• Short problem:
Find the line that contains "Could you please indicate the jaguar's face"; then retype it and each line after it, exactly, through the final line of the data below.

★ ★ ★ ★ ★ ★ ★

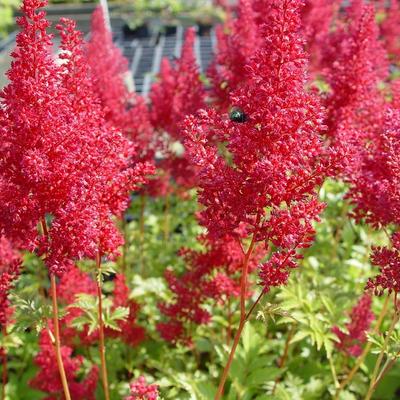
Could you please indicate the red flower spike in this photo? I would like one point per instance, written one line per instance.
(238, 41)
(272, 162)
(361, 318)
(178, 93)
(141, 390)
(123, 109)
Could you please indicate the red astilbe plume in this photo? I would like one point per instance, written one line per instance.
(273, 158)
(10, 263)
(141, 390)
(375, 189)
(390, 31)
(178, 93)
(123, 109)
(317, 19)
(238, 40)
(388, 261)
(48, 380)
(34, 117)
(212, 274)
(356, 108)
(111, 169)
(361, 317)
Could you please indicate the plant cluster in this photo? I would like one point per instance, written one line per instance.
(233, 236)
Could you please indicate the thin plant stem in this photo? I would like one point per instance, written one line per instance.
(243, 294)
(57, 337)
(4, 372)
(381, 355)
(386, 368)
(56, 327)
(102, 347)
(333, 371)
(141, 231)
(125, 246)
(282, 360)
(166, 216)
(365, 352)
(229, 329)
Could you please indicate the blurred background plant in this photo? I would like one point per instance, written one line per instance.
(7, 8)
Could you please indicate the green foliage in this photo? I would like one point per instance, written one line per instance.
(287, 350)
(6, 15)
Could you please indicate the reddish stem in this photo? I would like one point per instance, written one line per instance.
(243, 295)
(4, 373)
(102, 346)
(53, 289)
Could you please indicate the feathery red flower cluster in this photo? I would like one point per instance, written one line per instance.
(123, 110)
(141, 390)
(355, 108)
(238, 40)
(210, 274)
(361, 318)
(59, 161)
(178, 93)
(266, 174)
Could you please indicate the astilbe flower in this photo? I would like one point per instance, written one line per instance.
(58, 159)
(125, 110)
(272, 162)
(113, 172)
(34, 117)
(10, 263)
(355, 106)
(317, 20)
(375, 189)
(212, 274)
(361, 317)
(177, 93)
(129, 331)
(237, 40)
(141, 390)
(48, 379)
(390, 31)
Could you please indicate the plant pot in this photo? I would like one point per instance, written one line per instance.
(141, 31)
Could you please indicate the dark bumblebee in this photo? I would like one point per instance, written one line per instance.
(237, 115)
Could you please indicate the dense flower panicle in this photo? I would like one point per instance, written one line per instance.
(178, 93)
(361, 317)
(355, 106)
(179, 90)
(33, 113)
(10, 263)
(59, 161)
(267, 172)
(317, 19)
(360, 63)
(375, 189)
(388, 261)
(141, 390)
(237, 42)
(48, 379)
(110, 170)
(123, 109)
(213, 274)
(390, 31)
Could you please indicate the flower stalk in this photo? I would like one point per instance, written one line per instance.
(102, 347)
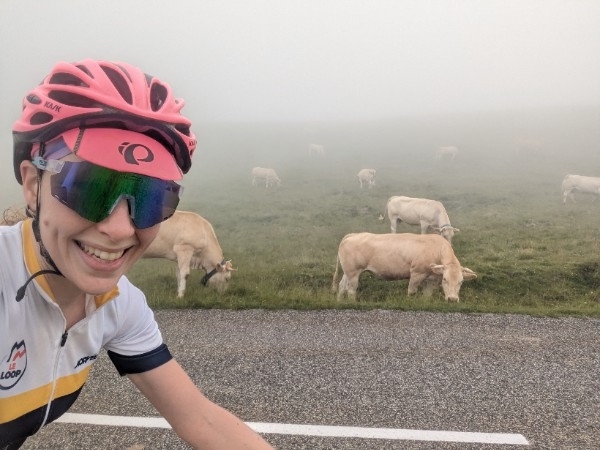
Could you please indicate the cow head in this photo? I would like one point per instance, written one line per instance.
(447, 231)
(453, 276)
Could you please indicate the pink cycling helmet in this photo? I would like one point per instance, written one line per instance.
(102, 94)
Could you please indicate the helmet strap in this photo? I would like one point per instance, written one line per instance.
(36, 222)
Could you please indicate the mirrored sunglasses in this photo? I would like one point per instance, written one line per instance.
(94, 191)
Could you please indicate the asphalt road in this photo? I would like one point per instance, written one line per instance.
(539, 377)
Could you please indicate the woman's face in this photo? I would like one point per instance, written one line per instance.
(92, 256)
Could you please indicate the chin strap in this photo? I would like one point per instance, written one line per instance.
(38, 237)
(21, 291)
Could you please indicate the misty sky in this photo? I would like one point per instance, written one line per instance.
(318, 59)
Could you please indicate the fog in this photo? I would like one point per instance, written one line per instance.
(316, 62)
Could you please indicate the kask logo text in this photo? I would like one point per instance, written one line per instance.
(135, 153)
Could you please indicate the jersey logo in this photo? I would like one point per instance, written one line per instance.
(85, 360)
(12, 367)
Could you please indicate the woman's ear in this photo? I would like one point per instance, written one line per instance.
(30, 180)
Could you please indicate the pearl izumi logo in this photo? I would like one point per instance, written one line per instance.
(135, 153)
(12, 367)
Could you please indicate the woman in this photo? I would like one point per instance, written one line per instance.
(98, 149)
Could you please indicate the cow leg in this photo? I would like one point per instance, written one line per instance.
(348, 285)
(394, 223)
(415, 281)
(184, 257)
(431, 283)
(568, 194)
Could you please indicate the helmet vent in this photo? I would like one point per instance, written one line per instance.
(40, 118)
(68, 98)
(183, 129)
(119, 82)
(158, 94)
(85, 70)
(66, 79)
(34, 99)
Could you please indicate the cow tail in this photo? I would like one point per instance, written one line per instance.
(334, 283)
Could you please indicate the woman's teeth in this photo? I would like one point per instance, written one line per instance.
(106, 256)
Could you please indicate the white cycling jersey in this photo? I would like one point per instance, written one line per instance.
(43, 366)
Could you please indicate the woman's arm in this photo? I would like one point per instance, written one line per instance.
(197, 420)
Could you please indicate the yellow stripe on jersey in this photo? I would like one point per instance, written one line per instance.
(14, 407)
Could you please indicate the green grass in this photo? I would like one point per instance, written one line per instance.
(533, 255)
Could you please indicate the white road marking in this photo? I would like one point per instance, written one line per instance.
(315, 430)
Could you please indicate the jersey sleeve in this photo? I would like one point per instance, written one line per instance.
(136, 344)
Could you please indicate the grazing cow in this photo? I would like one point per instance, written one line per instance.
(419, 258)
(267, 175)
(448, 152)
(367, 176)
(12, 215)
(429, 214)
(190, 240)
(316, 149)
(528, 146)
(579, 183)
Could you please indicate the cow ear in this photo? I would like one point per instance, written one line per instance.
(468, 274)
(437, 268)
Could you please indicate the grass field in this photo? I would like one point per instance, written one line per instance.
(532, 253)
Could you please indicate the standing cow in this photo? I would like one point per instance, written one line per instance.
(579, 183)
(419, 258)
(366, 176)
(316, 150)
(267, 175)
(190, 240)
(448, 152)
(429, 214)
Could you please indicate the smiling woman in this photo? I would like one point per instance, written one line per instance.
(98, 149)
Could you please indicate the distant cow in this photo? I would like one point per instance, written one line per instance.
(367, 176)
(316, 149)
(528, 146)
(429, 214)
(579, 183)
(419, 258)
(12, 215)
(267, 175)
(448, 152)
(190, 240)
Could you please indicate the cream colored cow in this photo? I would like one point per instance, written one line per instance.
(527, 146)
(267, 175)
(12, 215)
(190, 240)
(316, 150)
(420, 258)
(429, 214)
(579, 183)
(366, 177)
(448, 152)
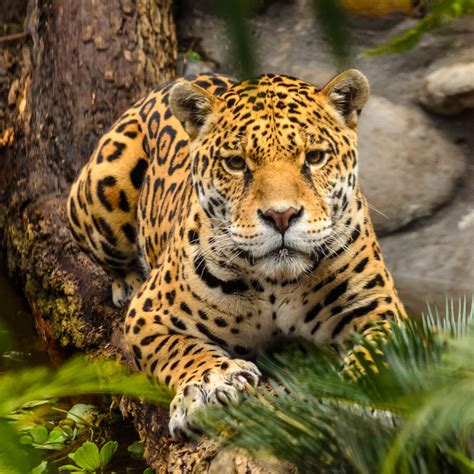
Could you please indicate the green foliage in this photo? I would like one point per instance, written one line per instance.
(412, 410)
(441, 12)
(88, 458)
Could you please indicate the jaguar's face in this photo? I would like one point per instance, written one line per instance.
(274, 166)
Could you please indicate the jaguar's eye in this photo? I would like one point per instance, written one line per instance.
(315, 158)
(235, 163)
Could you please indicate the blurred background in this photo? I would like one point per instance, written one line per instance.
(416, 132)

★ ★ ★ ★ ★ ★ ★

• Reply:
Could you please indicate the jaguar's face in this photo? I would like one point per instance, written one line per instance.
(274, 166)
Could you please indicate the jaguar's eye in this photo? I would like one point per instance, written one line per instance.
(315, 158)
(235, 163)
Could you please indicate the blurred background in this photo? I would like one point per instance, written one line per instance.
(416, 132)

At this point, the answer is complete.